[SUPPLIED TEXT Boundary: Start]

Outbreak Diaries: Calif. ICU Nurse Battles COVID-19 In Connecticut
LULU GARCIA-NAVARRO, HOST:
There are experiences that teach you how to handle the hard stuff, the tough stuff. But some things are more difficult than you expect them to be. Cynthia Lam served two tours in Afghanistan working with the Shock Trauma platoon. San Diego is now home. She works there as an ICU nurse, But when she learned that hospitals in Connecticut were becoming overwhelmed with COVID-19 patients, she traveled there to help. We asked her to send us voice memos of her experience for our Outbreak Diaries Project.
CYNTHIA LAM: Every single day is go time. Every single day is busy. And in those ways, it does relate to being deployed in a war zone. I have to go in. I have to put my battle rattle on, essentially. What used to be my flak and Kevlar is now my full PPE. I would almost say there was more death that I witness here than in war. And there are patients coding there, patients dying. And it's happening much more frequently than any other time in my life. I hope that this does resolve soon because I think that a lot of ICU nurses will experience some sort of post-traumatic stress disorder from this.

[SUPPLIED TEXT Boundary: End]
[DATA RECORDS Boundary: Start]

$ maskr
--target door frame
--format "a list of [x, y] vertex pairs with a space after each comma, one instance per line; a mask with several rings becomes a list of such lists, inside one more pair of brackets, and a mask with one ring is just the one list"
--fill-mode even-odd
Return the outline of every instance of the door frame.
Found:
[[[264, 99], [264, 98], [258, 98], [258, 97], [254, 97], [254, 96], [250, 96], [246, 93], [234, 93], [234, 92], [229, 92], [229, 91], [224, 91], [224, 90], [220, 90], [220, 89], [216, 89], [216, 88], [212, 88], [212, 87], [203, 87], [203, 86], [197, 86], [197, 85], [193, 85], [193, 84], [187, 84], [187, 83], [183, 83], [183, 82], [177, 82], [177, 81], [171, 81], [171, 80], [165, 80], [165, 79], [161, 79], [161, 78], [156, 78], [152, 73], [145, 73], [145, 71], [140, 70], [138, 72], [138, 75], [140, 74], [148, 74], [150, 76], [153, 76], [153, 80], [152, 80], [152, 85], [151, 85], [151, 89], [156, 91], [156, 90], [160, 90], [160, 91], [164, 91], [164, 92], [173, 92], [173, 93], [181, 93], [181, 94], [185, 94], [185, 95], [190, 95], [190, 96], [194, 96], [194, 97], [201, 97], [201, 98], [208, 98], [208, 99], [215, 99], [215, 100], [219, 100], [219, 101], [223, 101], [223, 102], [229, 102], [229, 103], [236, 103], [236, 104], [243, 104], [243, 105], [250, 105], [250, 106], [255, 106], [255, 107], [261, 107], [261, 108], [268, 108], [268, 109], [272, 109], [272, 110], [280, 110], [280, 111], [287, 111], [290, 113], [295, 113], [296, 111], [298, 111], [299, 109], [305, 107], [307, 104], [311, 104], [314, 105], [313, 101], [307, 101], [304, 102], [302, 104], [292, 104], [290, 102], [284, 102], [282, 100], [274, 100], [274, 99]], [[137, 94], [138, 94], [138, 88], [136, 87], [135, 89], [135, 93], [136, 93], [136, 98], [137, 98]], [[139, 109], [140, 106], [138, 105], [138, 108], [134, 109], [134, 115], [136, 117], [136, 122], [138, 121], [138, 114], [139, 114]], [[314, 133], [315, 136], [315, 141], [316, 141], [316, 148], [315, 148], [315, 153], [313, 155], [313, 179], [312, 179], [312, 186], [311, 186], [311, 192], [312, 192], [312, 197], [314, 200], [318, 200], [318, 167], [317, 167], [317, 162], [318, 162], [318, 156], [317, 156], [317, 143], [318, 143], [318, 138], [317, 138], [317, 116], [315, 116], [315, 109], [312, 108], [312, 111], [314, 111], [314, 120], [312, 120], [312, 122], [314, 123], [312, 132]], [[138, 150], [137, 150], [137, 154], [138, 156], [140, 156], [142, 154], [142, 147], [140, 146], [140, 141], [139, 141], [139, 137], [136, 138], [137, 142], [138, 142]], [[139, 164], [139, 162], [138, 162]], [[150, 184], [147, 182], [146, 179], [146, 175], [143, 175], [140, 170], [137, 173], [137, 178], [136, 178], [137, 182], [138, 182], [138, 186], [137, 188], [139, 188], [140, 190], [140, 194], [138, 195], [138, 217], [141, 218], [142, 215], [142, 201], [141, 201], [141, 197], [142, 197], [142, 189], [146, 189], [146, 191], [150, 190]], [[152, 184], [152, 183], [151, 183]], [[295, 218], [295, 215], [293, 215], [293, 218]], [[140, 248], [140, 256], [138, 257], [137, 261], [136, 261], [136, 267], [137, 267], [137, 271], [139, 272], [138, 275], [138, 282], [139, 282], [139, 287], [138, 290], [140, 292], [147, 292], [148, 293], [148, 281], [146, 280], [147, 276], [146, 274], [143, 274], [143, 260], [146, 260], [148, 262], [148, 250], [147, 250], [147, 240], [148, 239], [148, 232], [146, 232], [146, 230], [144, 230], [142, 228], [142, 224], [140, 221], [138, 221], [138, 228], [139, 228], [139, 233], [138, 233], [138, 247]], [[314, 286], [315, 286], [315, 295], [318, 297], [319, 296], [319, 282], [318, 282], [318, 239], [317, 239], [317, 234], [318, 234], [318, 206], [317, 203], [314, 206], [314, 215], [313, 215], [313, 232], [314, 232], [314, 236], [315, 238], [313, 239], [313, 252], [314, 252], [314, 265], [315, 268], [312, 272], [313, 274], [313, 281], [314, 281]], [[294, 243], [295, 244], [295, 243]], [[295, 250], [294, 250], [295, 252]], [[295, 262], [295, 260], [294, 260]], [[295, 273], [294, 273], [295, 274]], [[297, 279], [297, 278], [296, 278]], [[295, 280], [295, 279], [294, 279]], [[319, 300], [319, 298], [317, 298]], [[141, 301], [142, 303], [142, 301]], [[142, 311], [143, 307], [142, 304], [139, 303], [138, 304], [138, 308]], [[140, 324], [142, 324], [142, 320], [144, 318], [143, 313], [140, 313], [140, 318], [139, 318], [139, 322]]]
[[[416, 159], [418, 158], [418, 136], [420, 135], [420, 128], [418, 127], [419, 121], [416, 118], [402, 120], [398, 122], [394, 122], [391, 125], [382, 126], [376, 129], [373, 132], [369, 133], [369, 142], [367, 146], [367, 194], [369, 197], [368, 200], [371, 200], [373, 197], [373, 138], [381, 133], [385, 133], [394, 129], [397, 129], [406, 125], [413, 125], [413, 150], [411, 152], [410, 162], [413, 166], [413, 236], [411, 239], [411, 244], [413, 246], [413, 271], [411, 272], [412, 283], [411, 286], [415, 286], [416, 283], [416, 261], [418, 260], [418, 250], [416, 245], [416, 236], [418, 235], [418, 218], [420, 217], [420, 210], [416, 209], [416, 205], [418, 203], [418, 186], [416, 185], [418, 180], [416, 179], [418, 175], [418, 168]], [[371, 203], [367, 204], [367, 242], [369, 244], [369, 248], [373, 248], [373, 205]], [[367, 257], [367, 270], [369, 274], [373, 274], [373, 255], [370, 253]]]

[DATA RECORDS Boundary: End]

Carry on the ICU nurse transcript from its final sentence.

§ EXERCISE RESPONSE
It is April 21. I just got home from work. I'm pretty exhausted. Today was a little chaotic. Had a patient that was transferred down from the medical surgical unit. We decided to intubate, so I asked him, you know, if he wanted to call his family, if there's anybody he needed to let know what was going on in his condition. He said, no, I live alone. We ended up intubating him. And I asked if he was scared. And if he was, he could just squeeze my hand. And as we gave him the medicine and intubated him, he squeezed my hand. And I told him that he was safe.
It's just so sad, and I just don't know what's going to happen. And this weighs pretty heavily on my heart. I had another patient that before we intubated her, she said, I don't want to die. I don't want to die. And I don't know what that feels like to be that scared in that moment. And they have no - they don't know us. They've met us five seconds ago, yet their life is in our hands.
It is April 22. So today just kind of became a very long day. And the one highlight that I did have was a lot of the local businesses are donating food. And today, they brought a cheeseburger and milkshake. And although I don't have much time to actually sit down and eat it, I grab it. And I bring it by to my nurse's station because I have to be able to monitor my patients. So I grab the food, go back to sitting down. And honestly, that boosted my morale and my mood from otherwise pretty crappy day. So I don't even know where it was from, but it was delicious.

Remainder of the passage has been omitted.